▸ **Instructions to follow**: Write out the items word for word, starting at their first line and ending at the line that contains "positive clicks: (452, 277) (75, 209)", with both of those lines included.

▸ **Material for this exercise**:

┌──

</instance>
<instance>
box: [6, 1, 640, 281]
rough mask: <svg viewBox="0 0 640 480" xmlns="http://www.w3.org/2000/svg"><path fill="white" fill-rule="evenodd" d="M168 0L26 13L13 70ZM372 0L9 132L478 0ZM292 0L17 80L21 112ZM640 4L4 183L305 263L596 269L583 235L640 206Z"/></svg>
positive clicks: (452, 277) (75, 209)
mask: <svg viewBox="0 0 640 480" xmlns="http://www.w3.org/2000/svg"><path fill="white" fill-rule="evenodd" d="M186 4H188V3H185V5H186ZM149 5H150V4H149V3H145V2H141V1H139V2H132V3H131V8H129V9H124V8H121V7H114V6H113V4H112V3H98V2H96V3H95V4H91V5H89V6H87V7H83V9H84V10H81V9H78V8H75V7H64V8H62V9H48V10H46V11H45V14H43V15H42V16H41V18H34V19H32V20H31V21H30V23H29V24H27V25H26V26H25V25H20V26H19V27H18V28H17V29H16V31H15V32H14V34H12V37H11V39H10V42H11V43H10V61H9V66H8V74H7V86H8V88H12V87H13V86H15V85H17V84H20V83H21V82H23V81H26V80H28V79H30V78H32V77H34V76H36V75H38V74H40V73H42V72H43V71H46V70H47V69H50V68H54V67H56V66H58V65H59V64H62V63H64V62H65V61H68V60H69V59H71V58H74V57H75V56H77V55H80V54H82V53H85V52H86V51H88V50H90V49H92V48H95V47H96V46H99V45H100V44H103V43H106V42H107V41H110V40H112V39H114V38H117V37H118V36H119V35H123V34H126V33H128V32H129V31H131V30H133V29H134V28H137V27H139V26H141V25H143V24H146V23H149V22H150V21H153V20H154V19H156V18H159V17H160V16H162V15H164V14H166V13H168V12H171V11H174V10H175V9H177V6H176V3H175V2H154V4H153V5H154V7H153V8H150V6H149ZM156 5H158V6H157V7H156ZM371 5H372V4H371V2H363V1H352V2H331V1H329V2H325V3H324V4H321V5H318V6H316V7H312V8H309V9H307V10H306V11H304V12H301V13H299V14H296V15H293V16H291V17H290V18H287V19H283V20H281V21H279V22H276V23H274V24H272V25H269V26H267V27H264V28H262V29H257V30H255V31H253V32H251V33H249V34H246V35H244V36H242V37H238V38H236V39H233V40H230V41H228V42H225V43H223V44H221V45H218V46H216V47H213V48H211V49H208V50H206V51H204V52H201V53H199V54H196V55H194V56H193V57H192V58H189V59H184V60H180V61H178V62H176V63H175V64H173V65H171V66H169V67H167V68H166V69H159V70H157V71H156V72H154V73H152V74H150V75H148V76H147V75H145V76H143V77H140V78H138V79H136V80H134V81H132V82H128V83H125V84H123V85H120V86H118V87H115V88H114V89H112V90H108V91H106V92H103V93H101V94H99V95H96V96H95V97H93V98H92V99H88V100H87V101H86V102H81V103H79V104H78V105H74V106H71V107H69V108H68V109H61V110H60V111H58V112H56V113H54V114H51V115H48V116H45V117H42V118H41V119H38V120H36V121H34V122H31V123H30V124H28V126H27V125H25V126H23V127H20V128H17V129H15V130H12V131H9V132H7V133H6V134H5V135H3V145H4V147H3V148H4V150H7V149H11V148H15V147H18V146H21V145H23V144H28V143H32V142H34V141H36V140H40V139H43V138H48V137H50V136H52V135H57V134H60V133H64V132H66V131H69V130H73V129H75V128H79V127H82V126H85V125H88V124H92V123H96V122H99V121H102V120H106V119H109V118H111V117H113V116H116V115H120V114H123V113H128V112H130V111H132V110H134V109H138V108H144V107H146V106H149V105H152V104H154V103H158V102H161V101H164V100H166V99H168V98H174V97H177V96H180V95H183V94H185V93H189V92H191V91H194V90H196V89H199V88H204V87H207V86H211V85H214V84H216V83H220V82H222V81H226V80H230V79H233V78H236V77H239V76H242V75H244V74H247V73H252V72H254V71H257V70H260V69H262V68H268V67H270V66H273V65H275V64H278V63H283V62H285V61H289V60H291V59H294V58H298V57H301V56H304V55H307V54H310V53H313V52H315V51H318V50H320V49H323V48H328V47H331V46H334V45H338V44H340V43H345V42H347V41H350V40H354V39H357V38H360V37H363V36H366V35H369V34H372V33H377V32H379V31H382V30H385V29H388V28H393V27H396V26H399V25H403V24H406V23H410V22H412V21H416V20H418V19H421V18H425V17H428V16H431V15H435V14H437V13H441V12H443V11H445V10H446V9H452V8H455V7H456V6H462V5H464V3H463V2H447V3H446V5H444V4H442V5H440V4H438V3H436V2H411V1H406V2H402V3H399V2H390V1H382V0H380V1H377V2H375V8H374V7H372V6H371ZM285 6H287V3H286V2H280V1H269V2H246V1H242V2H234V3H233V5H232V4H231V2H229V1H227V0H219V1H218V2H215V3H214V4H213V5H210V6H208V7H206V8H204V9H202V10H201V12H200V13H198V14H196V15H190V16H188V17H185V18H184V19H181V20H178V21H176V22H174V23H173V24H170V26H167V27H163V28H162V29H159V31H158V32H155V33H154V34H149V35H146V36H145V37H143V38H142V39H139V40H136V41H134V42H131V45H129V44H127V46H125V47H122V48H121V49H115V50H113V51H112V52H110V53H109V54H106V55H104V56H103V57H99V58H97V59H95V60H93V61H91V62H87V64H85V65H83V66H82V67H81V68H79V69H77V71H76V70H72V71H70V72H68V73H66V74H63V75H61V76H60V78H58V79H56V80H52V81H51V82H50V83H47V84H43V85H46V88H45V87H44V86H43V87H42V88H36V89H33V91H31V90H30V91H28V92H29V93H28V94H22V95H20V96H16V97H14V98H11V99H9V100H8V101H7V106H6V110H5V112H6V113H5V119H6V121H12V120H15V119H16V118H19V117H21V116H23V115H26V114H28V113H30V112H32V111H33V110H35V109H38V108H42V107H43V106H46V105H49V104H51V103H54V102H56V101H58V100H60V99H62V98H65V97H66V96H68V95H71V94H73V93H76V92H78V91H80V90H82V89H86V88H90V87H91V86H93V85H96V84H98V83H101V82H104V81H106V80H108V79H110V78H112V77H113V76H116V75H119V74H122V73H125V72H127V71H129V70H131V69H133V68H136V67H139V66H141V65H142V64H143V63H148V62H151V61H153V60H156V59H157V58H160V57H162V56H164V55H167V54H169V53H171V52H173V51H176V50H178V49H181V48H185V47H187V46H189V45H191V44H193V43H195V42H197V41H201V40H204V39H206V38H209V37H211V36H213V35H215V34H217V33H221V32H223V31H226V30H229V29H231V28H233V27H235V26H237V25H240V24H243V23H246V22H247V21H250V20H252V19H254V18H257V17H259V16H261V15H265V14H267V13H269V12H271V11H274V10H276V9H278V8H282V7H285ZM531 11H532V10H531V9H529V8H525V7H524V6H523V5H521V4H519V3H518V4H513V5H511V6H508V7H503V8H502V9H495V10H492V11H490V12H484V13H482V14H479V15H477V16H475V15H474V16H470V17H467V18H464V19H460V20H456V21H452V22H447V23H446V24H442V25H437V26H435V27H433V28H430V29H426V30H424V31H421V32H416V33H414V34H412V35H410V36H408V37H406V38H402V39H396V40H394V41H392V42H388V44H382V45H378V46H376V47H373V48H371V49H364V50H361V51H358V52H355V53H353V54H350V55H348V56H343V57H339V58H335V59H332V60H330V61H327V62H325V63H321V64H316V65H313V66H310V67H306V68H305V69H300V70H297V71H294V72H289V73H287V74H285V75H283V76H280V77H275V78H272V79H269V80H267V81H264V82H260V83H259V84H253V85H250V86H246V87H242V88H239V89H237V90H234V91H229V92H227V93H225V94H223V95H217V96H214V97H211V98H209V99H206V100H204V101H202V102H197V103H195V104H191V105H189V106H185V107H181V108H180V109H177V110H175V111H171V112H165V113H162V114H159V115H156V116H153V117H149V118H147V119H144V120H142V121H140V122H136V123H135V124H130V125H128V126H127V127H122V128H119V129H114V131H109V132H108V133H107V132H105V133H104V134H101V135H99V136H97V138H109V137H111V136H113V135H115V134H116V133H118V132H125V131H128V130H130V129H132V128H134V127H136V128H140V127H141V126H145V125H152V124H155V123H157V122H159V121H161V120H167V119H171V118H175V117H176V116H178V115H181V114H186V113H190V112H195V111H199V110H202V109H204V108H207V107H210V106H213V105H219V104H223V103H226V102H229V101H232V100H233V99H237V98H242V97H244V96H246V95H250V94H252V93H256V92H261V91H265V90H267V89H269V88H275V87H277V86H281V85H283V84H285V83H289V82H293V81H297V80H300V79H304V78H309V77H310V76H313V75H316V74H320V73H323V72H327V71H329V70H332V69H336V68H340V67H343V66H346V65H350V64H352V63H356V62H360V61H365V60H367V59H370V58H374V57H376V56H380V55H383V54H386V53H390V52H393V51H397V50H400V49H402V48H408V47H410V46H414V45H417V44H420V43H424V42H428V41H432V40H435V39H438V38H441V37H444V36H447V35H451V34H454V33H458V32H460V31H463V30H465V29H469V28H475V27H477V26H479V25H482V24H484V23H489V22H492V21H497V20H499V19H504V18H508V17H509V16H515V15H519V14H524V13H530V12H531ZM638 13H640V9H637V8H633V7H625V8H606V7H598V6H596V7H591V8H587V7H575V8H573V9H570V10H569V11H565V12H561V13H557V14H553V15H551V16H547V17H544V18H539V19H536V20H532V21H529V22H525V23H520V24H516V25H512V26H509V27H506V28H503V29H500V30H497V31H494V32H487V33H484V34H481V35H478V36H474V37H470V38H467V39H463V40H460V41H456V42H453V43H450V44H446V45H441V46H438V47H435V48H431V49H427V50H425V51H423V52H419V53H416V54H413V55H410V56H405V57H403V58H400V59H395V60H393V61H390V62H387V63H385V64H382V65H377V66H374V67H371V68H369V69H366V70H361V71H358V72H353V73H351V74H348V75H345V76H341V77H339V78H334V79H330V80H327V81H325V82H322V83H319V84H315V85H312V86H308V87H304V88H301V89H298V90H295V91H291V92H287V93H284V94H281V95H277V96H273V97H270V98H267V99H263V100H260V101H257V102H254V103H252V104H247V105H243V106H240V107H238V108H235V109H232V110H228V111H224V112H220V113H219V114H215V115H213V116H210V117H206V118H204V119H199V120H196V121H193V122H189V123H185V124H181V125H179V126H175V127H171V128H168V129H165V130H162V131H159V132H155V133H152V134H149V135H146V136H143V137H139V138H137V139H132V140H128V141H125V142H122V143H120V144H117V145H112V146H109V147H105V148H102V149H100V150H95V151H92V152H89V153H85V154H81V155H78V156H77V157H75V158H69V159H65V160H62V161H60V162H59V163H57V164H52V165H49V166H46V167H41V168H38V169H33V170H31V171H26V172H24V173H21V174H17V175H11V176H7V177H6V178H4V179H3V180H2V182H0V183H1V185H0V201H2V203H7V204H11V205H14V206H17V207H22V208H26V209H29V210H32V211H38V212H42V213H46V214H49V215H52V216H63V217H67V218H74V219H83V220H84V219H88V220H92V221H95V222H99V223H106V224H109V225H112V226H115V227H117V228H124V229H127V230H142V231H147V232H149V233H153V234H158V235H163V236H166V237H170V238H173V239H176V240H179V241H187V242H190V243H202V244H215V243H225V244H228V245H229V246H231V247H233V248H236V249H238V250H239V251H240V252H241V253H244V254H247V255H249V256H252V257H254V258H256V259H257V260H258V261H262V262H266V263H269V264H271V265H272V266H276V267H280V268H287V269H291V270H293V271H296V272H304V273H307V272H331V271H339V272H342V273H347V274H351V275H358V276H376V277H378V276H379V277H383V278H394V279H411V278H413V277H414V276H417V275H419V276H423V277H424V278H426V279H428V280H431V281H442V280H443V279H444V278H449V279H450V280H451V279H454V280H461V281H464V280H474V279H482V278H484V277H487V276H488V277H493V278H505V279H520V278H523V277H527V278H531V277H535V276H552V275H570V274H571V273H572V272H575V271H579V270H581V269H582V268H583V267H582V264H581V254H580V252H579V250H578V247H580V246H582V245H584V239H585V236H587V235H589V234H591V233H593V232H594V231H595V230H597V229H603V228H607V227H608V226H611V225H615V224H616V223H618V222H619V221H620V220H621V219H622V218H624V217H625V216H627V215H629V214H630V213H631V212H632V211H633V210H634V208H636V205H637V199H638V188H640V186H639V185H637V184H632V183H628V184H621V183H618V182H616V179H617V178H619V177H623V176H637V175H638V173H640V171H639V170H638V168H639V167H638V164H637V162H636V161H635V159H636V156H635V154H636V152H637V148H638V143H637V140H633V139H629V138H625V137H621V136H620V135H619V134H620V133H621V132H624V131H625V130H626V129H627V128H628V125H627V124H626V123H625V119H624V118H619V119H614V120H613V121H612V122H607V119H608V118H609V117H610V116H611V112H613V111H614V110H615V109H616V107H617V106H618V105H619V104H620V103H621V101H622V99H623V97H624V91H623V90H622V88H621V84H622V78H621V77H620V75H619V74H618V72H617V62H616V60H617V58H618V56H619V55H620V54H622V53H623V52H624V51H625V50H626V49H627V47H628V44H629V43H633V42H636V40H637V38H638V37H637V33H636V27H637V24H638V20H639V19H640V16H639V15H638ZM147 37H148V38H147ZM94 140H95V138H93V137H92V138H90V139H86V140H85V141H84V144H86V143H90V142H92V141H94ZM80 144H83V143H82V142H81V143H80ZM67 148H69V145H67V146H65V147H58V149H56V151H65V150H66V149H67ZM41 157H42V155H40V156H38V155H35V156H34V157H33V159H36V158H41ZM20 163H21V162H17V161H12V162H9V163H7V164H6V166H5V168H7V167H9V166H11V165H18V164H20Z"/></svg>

└──

▸ **Answer to the problem**:
</instance>
<instance>
box: [6, 1, 640, 281]
rough mask: <svg viewBox="0 0 640 480" xmlns="http://www.w3.org/2000/svg"><path fill="white" fill-rule="evenodd" d="M168 0L26 13L13 70ZM372 0L9 132L478 0ZM292 0L17 80L21 112ZM640 4L4 183L305 263L596 269L583 235L640 206Z"/></svg>
positive clicks: (452, 277) (75, 209)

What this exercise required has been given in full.